Give again, exactly as written, each line of the material below starting at the line that contains "[ ] one point per instance of the railing" and ending at the line that contains "Target: horizontal top beam". Both ends count, and no other line does.

(Dataset excerpts begins)

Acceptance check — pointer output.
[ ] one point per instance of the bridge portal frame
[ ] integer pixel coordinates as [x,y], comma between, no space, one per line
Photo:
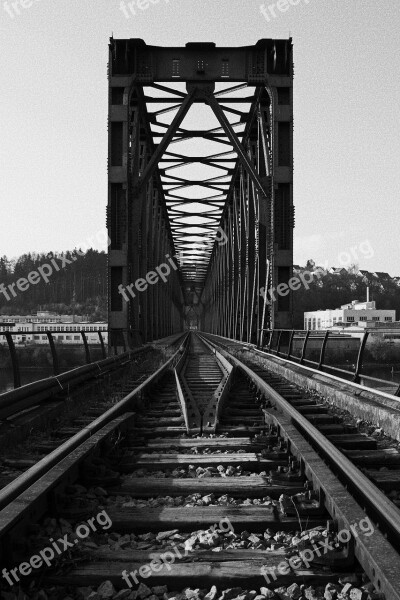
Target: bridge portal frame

(Dataset excerpts ends)
(Dataset excerpts begins)

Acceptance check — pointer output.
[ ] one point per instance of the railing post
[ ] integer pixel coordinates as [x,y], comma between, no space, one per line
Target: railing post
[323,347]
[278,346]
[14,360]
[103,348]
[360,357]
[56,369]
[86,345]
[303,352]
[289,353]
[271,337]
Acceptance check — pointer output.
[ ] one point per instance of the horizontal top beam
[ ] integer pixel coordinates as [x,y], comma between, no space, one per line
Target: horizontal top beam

(Dataset excerpts ends)

Written answer:
[ ] one point per instance of the railing post
[ ] integer pixel coordinates as [x,y], comma between, no space, one per line
Target: railing post
[323,347]
[278,346]
[14,360]
[103,348]
[360,357]
[56,369]
[86,345]
[303,352]
[289,353]
[271,337]
Acceptance check — pointer output.
[ ] one point per instance of the horizontal top beam
[ ] integer pixel coordinates as [x,y], comma between, no space, one per line
Target: horizontal top beam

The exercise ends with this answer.